| Provided records |
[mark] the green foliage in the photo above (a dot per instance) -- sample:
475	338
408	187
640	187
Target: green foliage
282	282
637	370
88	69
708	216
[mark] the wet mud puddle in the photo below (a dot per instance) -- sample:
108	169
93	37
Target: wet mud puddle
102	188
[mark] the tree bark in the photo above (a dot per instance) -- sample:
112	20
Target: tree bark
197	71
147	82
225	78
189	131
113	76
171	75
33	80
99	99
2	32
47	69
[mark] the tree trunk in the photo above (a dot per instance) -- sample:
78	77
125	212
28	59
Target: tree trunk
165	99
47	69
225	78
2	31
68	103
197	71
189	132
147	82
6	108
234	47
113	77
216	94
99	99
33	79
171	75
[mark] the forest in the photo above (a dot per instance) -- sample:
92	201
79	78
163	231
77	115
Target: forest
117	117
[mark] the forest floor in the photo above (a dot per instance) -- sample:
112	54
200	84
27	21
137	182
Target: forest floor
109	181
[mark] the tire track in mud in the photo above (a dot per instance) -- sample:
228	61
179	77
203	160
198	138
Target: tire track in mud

| Short exercise |
Please rewrite the rows starting at the line containing "[mark] the forest floor" and ending at the last of the rows, replacing "tire track" with "wheel rut" and leaving everything else unchanged.

| Result for this task |
[mark] the forest floor in the photo above (a dot per instance) -- sample:
112	54
200	84
27	21
137	182
Target: forest floor
109	181
[mark] the wheel rut in mud in the photo above (a dot per instance) -- sample:
228	61
179	77
203	160
198	138
Target: wheel rut in mud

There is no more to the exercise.